• **STATED EXERCISE**
Rewrite the lines below as a Markdown table with the columns Row and Line, giving each line its own numbered row and skipping blank lines. Leave the pictures out of your answer.

___ MATERIAL SUPPLIED ___

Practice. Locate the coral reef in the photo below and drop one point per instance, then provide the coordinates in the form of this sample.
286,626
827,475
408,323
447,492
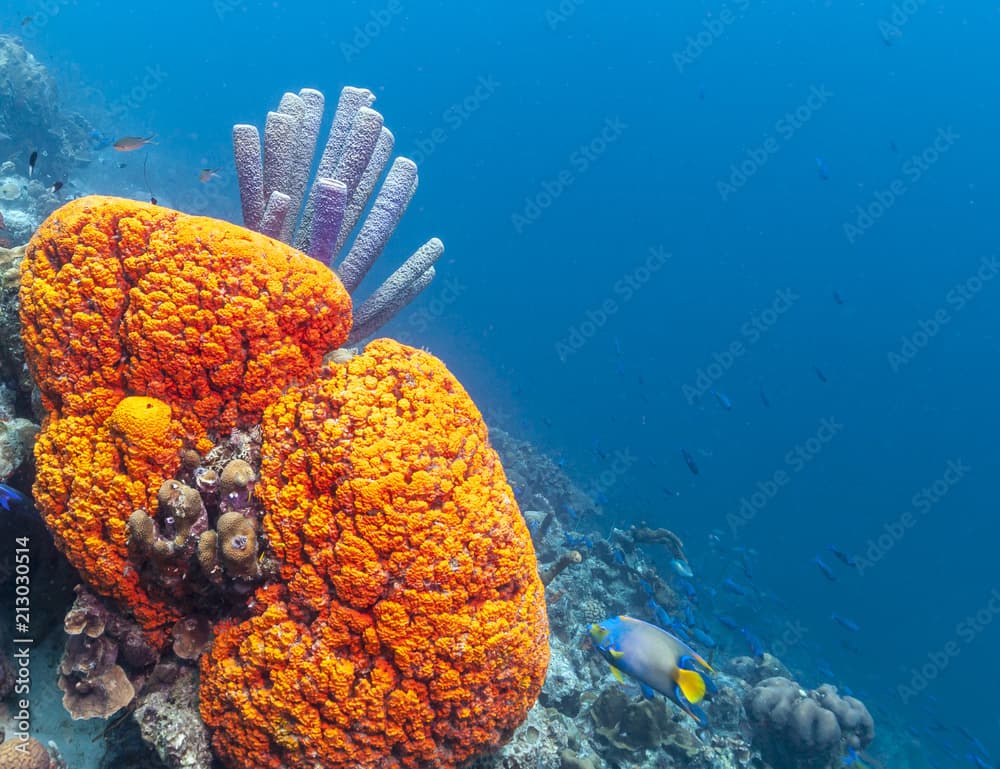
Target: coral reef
25,754
273,184
168,722
411,626
796,729
94,684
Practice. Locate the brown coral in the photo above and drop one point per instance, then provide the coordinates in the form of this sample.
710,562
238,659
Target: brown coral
26,753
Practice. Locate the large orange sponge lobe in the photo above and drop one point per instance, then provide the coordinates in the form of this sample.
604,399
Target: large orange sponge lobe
149,331
411,630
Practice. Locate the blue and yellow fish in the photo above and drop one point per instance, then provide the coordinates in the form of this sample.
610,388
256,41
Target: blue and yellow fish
657,660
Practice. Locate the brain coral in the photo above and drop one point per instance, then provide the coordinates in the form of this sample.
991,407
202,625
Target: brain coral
410,629
148,331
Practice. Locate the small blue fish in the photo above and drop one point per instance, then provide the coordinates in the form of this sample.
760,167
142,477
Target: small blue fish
845,623
727,621
657,660
702,637
756,647
843,557
978,761
823,567
689,461
723,400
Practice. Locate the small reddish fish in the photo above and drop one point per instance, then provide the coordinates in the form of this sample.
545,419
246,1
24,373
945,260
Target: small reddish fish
129,143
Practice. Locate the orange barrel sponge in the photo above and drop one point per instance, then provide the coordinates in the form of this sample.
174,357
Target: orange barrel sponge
148,331
410,630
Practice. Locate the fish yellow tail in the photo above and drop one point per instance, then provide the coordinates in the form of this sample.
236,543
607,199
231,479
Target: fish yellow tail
691,683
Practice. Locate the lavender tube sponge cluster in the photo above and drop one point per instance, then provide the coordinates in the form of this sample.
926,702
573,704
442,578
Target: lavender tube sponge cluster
319,218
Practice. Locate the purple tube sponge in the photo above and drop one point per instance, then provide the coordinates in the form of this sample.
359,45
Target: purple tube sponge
274,183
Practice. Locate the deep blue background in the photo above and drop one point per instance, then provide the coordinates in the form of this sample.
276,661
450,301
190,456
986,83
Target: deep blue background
519,294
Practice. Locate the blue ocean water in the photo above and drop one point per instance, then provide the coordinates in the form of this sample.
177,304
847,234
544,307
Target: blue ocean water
789,204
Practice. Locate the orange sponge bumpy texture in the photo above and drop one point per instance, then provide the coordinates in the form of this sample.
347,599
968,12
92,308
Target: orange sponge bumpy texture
148,330
410,630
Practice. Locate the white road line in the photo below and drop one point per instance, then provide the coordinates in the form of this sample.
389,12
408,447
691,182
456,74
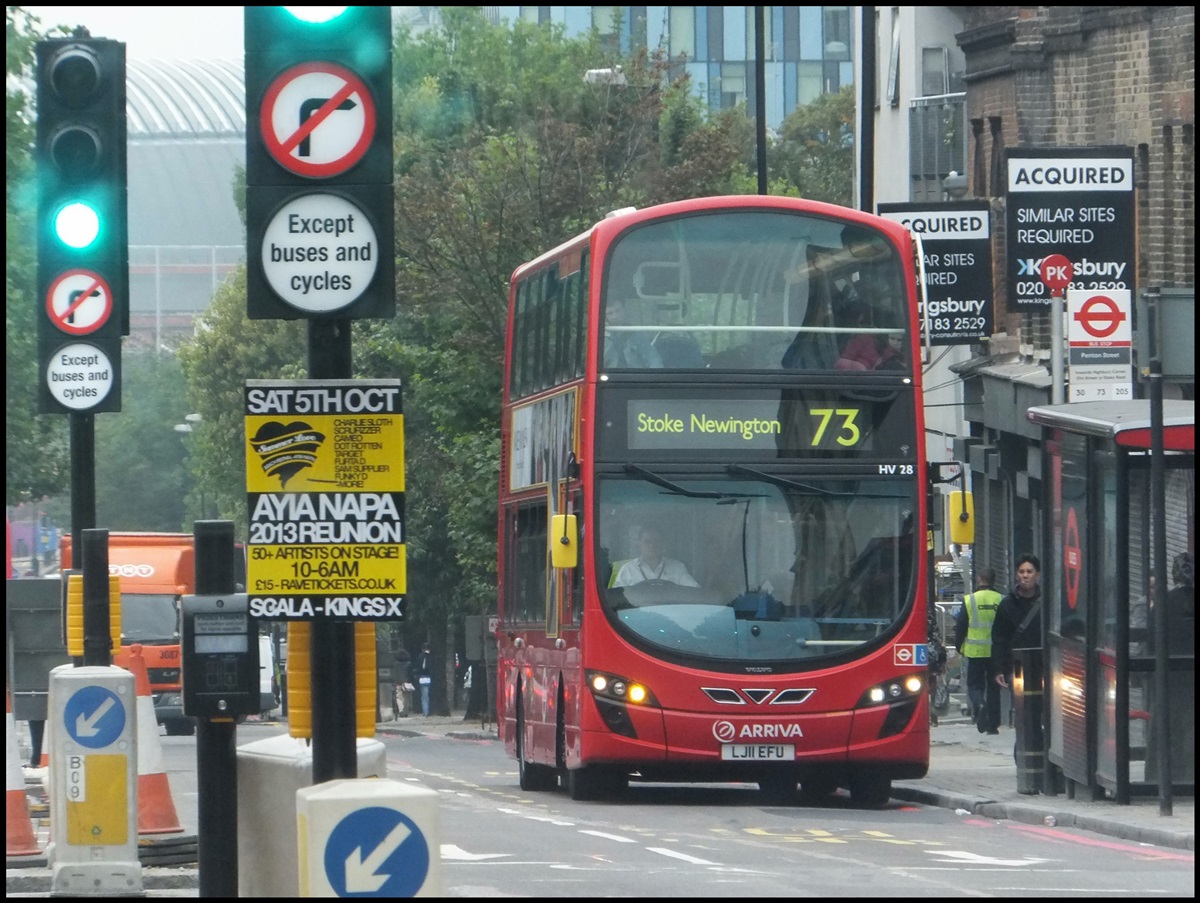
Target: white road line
610,837
684,856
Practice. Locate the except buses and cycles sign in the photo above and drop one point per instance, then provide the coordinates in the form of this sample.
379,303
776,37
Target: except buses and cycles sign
325,488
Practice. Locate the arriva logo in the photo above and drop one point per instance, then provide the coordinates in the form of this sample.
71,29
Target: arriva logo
725,731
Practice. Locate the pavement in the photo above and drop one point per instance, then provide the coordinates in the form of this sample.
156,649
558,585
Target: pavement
970,772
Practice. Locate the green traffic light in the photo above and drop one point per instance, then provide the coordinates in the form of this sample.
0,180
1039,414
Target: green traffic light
77,225
316,15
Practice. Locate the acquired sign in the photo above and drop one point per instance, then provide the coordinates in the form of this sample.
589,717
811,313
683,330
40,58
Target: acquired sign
1074,202
957,245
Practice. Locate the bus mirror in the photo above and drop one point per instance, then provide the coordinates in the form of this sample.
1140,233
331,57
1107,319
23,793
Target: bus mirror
961,518
564,542
658,279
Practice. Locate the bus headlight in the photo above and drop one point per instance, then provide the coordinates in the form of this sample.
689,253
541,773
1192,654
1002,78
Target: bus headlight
619,689
897,689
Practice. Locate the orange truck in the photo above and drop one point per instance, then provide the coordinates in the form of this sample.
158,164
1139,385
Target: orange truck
155,570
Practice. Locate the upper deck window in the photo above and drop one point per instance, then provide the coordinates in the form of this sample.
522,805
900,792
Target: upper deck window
755,291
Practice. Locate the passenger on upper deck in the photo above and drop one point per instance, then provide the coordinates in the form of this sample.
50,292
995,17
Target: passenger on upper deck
627,347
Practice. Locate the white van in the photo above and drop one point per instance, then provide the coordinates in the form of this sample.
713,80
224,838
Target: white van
265,676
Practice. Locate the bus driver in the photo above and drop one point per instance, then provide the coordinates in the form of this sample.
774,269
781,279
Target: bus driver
651,564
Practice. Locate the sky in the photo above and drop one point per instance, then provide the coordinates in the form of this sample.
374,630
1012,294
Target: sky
171,33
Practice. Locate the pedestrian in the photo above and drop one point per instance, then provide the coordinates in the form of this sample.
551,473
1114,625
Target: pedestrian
935,658
1018,622
972,635
424,669
1018,626
403,682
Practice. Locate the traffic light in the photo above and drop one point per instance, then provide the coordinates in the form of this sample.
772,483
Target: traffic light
82,231
318,162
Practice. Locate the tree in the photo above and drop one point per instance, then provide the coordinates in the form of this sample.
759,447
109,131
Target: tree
227,350
141,482
36,460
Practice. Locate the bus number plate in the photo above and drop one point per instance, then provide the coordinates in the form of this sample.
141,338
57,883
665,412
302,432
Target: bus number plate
757,752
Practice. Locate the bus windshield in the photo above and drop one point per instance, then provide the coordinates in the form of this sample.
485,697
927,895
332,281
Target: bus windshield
754,291
757,568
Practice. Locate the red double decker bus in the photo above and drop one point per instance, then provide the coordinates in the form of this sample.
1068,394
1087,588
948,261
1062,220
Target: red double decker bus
713,504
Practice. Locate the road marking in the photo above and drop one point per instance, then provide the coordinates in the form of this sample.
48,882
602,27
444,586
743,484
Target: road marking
609,837
450,851
683,856
975,859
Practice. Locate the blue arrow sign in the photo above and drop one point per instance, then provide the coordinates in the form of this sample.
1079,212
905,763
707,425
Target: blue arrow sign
376,853
94,717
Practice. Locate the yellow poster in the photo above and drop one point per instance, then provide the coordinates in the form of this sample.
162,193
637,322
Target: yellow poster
325,489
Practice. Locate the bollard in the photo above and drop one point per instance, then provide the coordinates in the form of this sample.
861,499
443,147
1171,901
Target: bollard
1027,695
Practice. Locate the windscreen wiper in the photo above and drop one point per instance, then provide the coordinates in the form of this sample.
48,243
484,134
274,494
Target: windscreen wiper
781,480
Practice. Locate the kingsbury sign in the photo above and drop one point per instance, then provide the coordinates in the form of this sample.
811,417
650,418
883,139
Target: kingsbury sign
1075,202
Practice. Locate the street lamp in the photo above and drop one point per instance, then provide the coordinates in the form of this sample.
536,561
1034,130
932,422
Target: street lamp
189,426
955,185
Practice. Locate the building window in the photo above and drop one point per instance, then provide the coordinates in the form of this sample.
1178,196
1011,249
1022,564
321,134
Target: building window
733,84
607,21
683,31
535,15
809,78
935,71
837,34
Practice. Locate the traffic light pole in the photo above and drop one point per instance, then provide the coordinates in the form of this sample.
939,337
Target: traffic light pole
334,737
216,740
83,477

___

• **WRITTEN RESPONSE**
| Row | Line |
|---|---|
| 1 | Practice. Locate the coral reef in the photo below and drop one point per instance, then provide the coordinates in the form of this sample. |
| 2 | 286,626 |
| 3 | 827,475 |
| 4 | 408,323 |
| 5 | 447,492 |
| 6 | Target: coral reef |
| 7 | 25,754 |
| 8 | 273,184 |
| 9 | 168,722 |
| 10 | 411,626 |
| 11 | 796,729 |
| 12 | 94,684 |
| 13 | Practice. Locate the brown coral in the photo above and drop one point per instance, then provide the coordinates in the form of this sample. |
| 14 | 710,562 |
| 15 | 238,659 |
| 16 | Target: brown coral |
| 17 | 26,753 |
| 18 | Practice. Locate the large orange sponge lobe in the photo above and drop one point per instance, then provide the coordinates in the form of this sample. |
| 19 | 604,399 |
| 20 | Target: large orange sponge lobe |
| 21 | 149,331 |
| 22 | 411,630 |
| 23 | Practice. Locate the blue and yellow fish in the photo above and drop one point per instance, then provide the coordinates in the form of this sample. |
| 24 | 610,388 |
| 25 | 256,41 |
| 26 | Target: blue and yellow fish |
| 27 | 657,660 |
| 28 | Practice. Locate the brain coral in the photo above and drop one point per instance, then provide the coordinates in the form of this sample. |
| 29 | 991,407 |
| 30 | 202,625 |
| 31 | Target: brain coral |
| 32 | 410,629 |
| 33 | 148,331 |
| 34 | Practice. Locate the small blue fish in the photo above and drop one point per instance, then provide the coordinates in the form of this sample. |
| 35 | 760,167 |
| 36 | 142,477 |
| 37 | Target: small blue fish |
| 38 | 845,623 |
| 39 | 727,621 |
| 40 | 657,660 |
| 41 | 702,637 |
| 42 | 756,647 |
| 43 | 843,557 |
| 44 | 978,761 |
| 45 | 823,567 |
| 46 | 689,461 |
| 47 | 723,400 |
| 48 | Practice. Locate the small reddish fish in the photo above and drop one point per instance, then provide the coordinates in the form of this sample. |
| 49 | 545,419 |
| 50 | 246,1 |
| 51 | 24,373 |
| 52 | 945,260 |
| 53 | Target: small reddish fish |
| 54 | 129,143 |
| 55 | Practice. Locate the orange barrel sponge in the photo above and drop one point per instance, then provide the coordinates in the form of this sample. |
| 56 | 174,357 |
| 57 | Target: orange barrel sponge |
| 58 | 148,331 |
| 59 | 410,630 |
| 60 | Practice. Locate the fish yellow tail in the photo above and drop one point per instance, then provide the coordinates in the form of this sample. |
| 61 | 236,543 |
| 62 | 607,199 |
| 63 | 231,479 |
| 64 | Target: fish yellow tail |
| 65 | 691,683 |
| 66 | Practice. Locate the lavender tube sponge cluster in the photo above and drop one point per instance, then provide the coordinates in the form of this sample. |
| 67 | 926,702 |
| 68 | 573,704 |
| 69 | 442,578 |
| 70 | Target: lavender tube sponge cluster |
| 71 | 319,218 |
| 72 | Practice. Locate the purple tube sponge in the photo above and drop one point per instance, then provide the coordinates in the form of this sample. |
| 73 | 359,45 |
| 74 | Target: purple tube sponge |
| 75 | 274,183 |
| 76 | Practice. Locate the deep blue background in the photo above and drop one point per instance, then provide the coordinates in the form of this sample. |
| 77 | 276,661 |
| 78 | 450,301 |
| 79 | 190,456 |
| 80 | 986,83 |
| 81 | Target: deep blue background |
| 82 | 519,294 |
| 83 | Practice. Locate the blue ocean water in the photo above and drop one point per instance, then provide the coordinates in the form of this sample. |
| 84 | 177,304 |
| 85 | 847,234 |
| 86 | 544,307 |
| 87 | Target: blue ocean water |
| 88 | 789,204 |
| 89 | Practice. Locate the orange sponge bumpy texture in the photo above and drop one point per instance, then provide the coordinates in the form of this sample. |
| 90 | 347,599 |
| 91 | 968,12 |
| 92 | 92,308 |
| 93 | Target: orange sponge bumpy texture |
| 94 | 148,330 |
| 95 | 410,630 |
| 96 | Practice. Locate the white road line in the photo below and drop one point per instance, then provide the coordinates in the form of this sample. |
| 97 | 389,12 |
| 98 | 408,447 |
| 99 | 691,182 |
| 100 | 456,74 |
| 101 | Target: white road line |
| 102 | 610,837 |
| 103 | 684,856 |
| 104 | Practice. Locate the except buses and cycles sign in the photo above and drop one point per instance, then provide the coordinates in the form of this sample. |
| 105 | 379,303 |
| 106 | 776,37 |
| 107 | Target: except buses and cycles sign |
| 108 | 325,488 |
| 109 | Practice. Locate the arriva logo in the photo above and drop one point per instance, then provide the coordinates in the form of this sample. |
| 110 | 71,29 |
| 111 | Target: arriva logo |
| 112 | 725,731 |
| 113 | Practice. Locate the pavement in the photo above and drop one point per instance, then provide the coordinates in the form of this sample. |
| 114 | 156,649 |
| 115 | 558,585 |
| 116 | Target: pavement |
| 117 | 970,772 |
| 118 | Practice. Locate the green traffic light in the photo above and drop one point per instance, then provide the coordinates in the form of this sample. |
| 119 | 0,180 |
| 120 | 1039,414 |
| 121 | Target: green traffic light |
| 122 | 77,225 |
| 123 | 316,15 |
| 124 | Practice. Locate the acquired sign in the photo above and drop one point per instance, then provide the coordinates in the form of this sample. |
| 125 | 589,717 |
| 126 | 811,313 |
| 127 | 683,330 |
| 128 | 40,58 |
| 129 | Target: acquired sign |
| 130 | 1074,202 |
| 131 | 957,245 |
| 132 | Practice. Locate the bus mirror in the photo above and drop one point per instance, then provide the coordinates in the form of this sample. |
| 133 | 1140,233 |
| 134 | 331,57 |
| 135 | 1107,319 |
| 136 | 23,793 |
| 137 | Target: bus mirror |
| 138 | 961,518 |
| 139 | 564,542 |
| 140 | 658,279 |
| 141 | Practice. Locate the bus headlight in the photo above and drop one point per instance, then provide the coordinates in the form of this sample. |
| 142 | 689,253 |
| 143 | 541,773 |
| 144 | 1192,654 |
| 145 | 1002,78 |
| 146 | Target: bus headlight |
| 147 | 619,689 |
| 148 | 897,689 |
| 149 | Practice. Locate the orange truck in the photo above and drop one point per instance, then provide the coordinates in the form of this sample. |
| 150 | 158,164 |
| 151 | 1139,385 |
| 152 | Target: orange truck |
| 153 | 155,570 |
| 154 | Practice. Locate the upper deck window in the photo above and drop one point per instance, then provide the coordinates in the form of this sample. |
| 155 | 522,805 |
| 156 | 900,792 |
| 157 | Target: upper deck window |
| 158 | 755,291 |
| 159 | Practice. Locate the passenger on upper deck in the photo above and drop one point per instance, then provide the coordinates in the form of this sample. |
| 160 | 50,292 |
| 161 | 995,17 |
| 162 | Target: passenger on upper deck |
| 163 | 627,347 |
| 164 | Practice. Locate the white van in the photo above and drop one point per instance, then provide the coordinates in the form of this sample. |
| 165 | 713,80 |
| 166 | 224,838 |
| 167 | Target: white van |
| 168 | 265,676 |
| 169 | Practice. Locate the bus driver in the photo above and drop one point per instance, then provide the coordinates in the form of this sample. |
| 170 | 774,269 |
| 171 | 781,279 |
| 172 | Target: bus driver |
| 173 | 651,564 |
| 174 | Practice. Locate the sky in the photo above and drop one point per instance, then provide the coordinates in the form of this sample. |
| 175 | 374,630 |
| 176 | 1012,294 |
| 177 | Target: sky |
| 178 | 171,33 |
| 179 | Practice. Locate the pedestrian in the photo above and drop one point per instance, then provide the coordinates in the form of this sample. |
| 180 | 551,473 |
| 181 | 1114,625 |
| 182 | Target: pedestrian |
| 183 | 935,658 |
| 184 | 1018,622 |
| 185 | 972,635 |
| 186 | 424,669 |
| 187 | 1018,626 |
| 188 | 403,682 |
| 189 | Practice. Locate the traffic light in the photo above and drop one point per instance, then provide the coordinates in the form of this sample. |
| 190 | 772,483 |
| 191 | Target: traffic light |
| 192 | 82,231 |
| 193 | 318,162 |
| 194 | Practice. Locate the tree in the photo above and drop one point per instance, then provide the coordinates in the form of this sample. |
| 195 | 759,447 |
| 196 | 109,131 |
| 197 | Target: tree |
| 198 | 227,350 |
| 199 | 141,482 |
| 200 | 36,460 |
| 201 | Practice. Locate the bus number plate in the photo above and drop one point per instance, then provide the coordinates in the form of this sample. |
| 202 | 141,338 |
| 203 | 57,883 |
| 204 | 665,412 |
| 205 | 302,432 |
| 206 | Target: bus number plate |
| 207 | 757,752 |
| 208 | Practice. Locate the bus windshield in the photo above and drop one point per instance, then provide the coordinates in the form of this sample. |
| 209 | 485,697 |
| 210 | 927,895 |
| 211 | 332,281 |
| 212 | Target: bus windshield |
| 213 | 754,291 |
| 214 | 757,568 |
| 215 | Practice. Locate the red double decker bus in the photo above and drop one point per instance, then provide the coordinates in the form of this sample. |
| 216 | 1068,394 |
| 217 | 1087,588 |
| 218 | 948,261 |
| 219 | 1062,220 |
| 220 | Target: red double decker bus |
| 221 | 713,504 |
| 222 | Practice. Locate the road marking in the photo above and drop one point per instance, then provide the coordinates in the form of this sample. |
| 223 | 48,882 |
| 224 | 602,27 |
| 225 | 444,586 |
| 226 | 743,484 |
| 227 | Target: road marking |
| 228 | 609,837 |
| 229 | 450,851 |
| 230 | 683,856 |
| 231 | 975,859 |
| 232 | Practice. Locate the blue arrow sign in the photo above and drop one point per instance, then provide the coordinates in the form of this sample. |
| 233 | 1079,212 |
| 234 | 905,763 |
| 235 | 707,425 |
| 236 | Target: blue arrow sign |
| 237 | 376,853 |
| 238 | 94,717 |
| 239 | Practice. Locate the yellow poster in the photo above and drop one point per instance, then provide the coordinates in the form of this sample. |
| 240 | 162,193 |
| 241 | 637,322 |
| 242 | Target: yellow poster |
| 243 | 325,489 |
| 244 | Practice. Locate the bollard in the photo above and drop one point per instance, then provide the coordinates in the form of this sample. |
| 245 | 861,499 |
| 246 | 443,147 |
| 247 | 1171,901 |
| 248 | Target: bollard |
| 249 | 1027,695 |
| 250 | Practice. Locate the windscreen wiper in the photo above and drop one point per instance, then provide the coordinates in the form of this sample. |
| 251 | 48,243 |
| 252 | 484,134 |
| 253 | 274,494 |
| 254 | Target: windscreen wiper |
| 255 | 781,480 |
| 256 | Practice. Locate the kingsbury sign in the photo above and drop one point per instance, then provide the coordinates in the form of this sample. |
| 257 | 811,417 |
| 258 | 650,418 |
| 259 | 883,139 |
| 260 | Target: kingsbury sign |
| 261 | 1075,202 |
| 262 | Practice. Locate the street lamp in the photo above and drop one point per instance, then provide the coordinates in the form of this sample. |
| 263 | 536,561 |
| 264 | 1034,130 |
| 265 | 932,422 |
| 266 | Target: street lamp |
| 267 | 189,426 |
| 268 | 955,185 |
| 269 | Practice. Locate the building window in the photo above and drop one point per instance, then provide the coordinates in the form of this sample. |
| 270 | 1178,196 |
| 271 | 1011,249 |
| 272 | 1022,564 |
| 273 | 321,134 |
| 274 | Target: building window |
| 275 | 733,84 |
| 276 | 607,21 |
| 277 | 683,31 |
| 278 | 535,15 |
| 279 | 809,78 |
| 280 | 935,71 |
| 281 | 837,34 |
| 282 | Practice. Locate the traffic light pole in the photo above and drop one point per instance, then provide the coordinates in the form of this sample. |
| 283 | 939,337 |
| 284 | Target: traffic light pole |
| 285 | 334,737 |
| 286 | 216,740 |
| 287 | 83,477 |